>> BEGIN

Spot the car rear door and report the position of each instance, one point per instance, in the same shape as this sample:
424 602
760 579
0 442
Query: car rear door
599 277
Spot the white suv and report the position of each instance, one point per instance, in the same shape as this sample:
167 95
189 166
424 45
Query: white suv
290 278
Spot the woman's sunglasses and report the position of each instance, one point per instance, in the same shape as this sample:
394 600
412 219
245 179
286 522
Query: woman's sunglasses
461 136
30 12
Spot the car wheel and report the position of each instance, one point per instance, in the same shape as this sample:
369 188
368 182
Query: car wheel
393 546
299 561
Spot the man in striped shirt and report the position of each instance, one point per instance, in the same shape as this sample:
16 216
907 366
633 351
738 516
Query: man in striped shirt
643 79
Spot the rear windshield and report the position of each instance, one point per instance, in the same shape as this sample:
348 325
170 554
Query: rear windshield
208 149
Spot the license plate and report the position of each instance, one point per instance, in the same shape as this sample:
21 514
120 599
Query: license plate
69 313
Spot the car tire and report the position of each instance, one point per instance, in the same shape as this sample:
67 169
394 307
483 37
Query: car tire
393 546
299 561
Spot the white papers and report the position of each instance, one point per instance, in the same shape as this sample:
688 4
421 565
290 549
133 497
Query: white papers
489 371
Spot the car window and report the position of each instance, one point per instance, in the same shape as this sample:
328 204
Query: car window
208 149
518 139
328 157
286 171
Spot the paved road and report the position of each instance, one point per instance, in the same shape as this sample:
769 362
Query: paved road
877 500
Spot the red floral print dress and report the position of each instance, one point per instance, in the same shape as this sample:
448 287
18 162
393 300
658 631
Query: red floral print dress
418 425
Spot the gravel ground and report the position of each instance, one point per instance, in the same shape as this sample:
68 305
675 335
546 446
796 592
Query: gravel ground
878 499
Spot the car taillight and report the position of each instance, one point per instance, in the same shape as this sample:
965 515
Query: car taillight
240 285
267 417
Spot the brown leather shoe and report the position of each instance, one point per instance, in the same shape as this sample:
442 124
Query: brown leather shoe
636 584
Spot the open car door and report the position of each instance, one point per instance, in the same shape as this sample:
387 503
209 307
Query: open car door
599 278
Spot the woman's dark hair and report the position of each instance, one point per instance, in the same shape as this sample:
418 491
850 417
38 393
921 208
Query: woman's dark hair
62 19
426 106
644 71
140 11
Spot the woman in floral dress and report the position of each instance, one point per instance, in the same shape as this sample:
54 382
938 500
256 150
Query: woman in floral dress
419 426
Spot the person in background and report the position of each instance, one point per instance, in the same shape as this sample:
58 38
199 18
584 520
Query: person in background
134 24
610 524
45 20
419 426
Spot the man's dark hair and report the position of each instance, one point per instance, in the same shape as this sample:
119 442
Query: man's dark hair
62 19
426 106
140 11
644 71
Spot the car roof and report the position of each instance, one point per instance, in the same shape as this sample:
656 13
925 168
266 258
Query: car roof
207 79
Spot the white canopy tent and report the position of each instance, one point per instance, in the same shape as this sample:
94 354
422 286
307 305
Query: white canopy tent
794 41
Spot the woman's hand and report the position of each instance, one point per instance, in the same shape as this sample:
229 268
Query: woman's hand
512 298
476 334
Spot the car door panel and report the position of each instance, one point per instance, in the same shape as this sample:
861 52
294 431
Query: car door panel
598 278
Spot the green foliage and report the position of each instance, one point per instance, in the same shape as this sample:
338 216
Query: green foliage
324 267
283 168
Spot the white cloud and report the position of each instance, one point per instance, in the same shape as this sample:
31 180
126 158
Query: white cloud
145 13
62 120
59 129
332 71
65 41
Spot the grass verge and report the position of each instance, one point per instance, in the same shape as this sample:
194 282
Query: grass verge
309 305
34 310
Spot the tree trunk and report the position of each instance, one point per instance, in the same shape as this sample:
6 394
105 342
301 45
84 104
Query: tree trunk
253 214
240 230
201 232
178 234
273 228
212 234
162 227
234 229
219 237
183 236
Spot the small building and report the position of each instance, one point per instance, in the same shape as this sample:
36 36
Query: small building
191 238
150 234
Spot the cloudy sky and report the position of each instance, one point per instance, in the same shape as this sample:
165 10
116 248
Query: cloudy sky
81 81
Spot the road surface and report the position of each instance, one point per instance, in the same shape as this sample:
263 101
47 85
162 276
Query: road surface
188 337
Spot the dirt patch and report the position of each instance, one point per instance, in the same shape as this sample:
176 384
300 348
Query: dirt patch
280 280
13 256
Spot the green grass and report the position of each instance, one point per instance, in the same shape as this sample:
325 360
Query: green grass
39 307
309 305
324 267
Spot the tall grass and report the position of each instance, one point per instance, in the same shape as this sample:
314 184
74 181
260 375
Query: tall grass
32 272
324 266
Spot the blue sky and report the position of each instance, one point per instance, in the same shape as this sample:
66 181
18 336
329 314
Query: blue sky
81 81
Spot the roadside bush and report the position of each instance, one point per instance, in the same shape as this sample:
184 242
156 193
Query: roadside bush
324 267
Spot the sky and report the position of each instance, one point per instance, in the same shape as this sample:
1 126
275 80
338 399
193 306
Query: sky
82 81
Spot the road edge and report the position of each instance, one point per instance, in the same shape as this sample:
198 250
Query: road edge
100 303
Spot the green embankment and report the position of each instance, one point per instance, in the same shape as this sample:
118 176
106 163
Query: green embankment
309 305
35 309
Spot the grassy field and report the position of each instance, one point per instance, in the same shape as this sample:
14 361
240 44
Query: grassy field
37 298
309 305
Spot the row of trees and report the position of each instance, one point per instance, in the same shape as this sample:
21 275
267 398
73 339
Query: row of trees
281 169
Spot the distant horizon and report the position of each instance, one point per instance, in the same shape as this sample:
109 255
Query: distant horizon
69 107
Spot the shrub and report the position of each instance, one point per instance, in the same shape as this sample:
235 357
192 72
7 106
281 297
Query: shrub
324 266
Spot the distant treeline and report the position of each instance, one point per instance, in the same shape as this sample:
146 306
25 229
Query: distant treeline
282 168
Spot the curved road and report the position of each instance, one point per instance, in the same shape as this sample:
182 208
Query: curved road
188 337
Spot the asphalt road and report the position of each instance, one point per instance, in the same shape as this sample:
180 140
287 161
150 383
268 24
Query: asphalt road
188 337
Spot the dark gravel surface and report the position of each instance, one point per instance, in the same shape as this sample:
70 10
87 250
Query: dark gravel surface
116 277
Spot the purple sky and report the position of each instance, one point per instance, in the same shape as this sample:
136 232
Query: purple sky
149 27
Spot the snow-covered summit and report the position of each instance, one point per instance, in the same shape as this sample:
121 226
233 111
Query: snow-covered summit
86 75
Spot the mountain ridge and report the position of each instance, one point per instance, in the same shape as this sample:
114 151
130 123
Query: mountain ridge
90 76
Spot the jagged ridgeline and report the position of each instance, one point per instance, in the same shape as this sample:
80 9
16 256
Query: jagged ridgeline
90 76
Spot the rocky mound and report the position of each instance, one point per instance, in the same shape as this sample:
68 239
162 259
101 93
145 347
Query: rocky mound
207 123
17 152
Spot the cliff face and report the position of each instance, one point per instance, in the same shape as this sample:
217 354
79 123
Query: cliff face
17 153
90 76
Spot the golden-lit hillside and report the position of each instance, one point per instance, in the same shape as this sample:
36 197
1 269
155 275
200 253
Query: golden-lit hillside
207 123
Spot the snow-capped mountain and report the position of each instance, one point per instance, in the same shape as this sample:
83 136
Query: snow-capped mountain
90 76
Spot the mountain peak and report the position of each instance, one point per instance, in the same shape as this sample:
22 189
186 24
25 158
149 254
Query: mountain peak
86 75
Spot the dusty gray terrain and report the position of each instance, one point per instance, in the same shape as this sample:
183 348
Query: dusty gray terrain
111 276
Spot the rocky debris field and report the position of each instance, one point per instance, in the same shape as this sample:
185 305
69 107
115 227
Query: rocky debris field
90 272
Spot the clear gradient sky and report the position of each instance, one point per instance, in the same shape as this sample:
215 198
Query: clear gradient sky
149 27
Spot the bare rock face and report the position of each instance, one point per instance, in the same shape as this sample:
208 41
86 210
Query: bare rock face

>> END

## WORK TO DO
Turn the stretch of rows from the line containing "Spot the mountain peak" through the last row into a numbered list, leaving out any blank lines.

## EXERCISE SOLUTION
1. Spot the mountain peak and report the position of each instance, one point per instance, in the same shape as this sample:
2. 22 189
3. 186 24
4. 25 158
5. 149 254
6. Query: mountain peak
7. 86 75
8. Spot the dusty gray terrain and report the position of each instance, one point per instance, in the same shape as this sample:
9. 183 348
10. Query: dusty gray terrain
11. 111 276
12. Spot the rocky debris field and report the position of each instance, one point per instance, in the same shape as this sample:
13. 185 305
14. 69 107
15. 115 227
16. Query: rocky debris field
17. 90 272
18. Spot the clear gradient sky and report the position of each instance, one point per instance, in the same shape as this sample:
19. 215 198
20. Query: clear gradient sky
21. 149 27
22. Spot the bare rock face and report the position of each instance, one point per instance, in the same shape as this sample:
23. 208 41
24. 86 210
25. Query: bare rock face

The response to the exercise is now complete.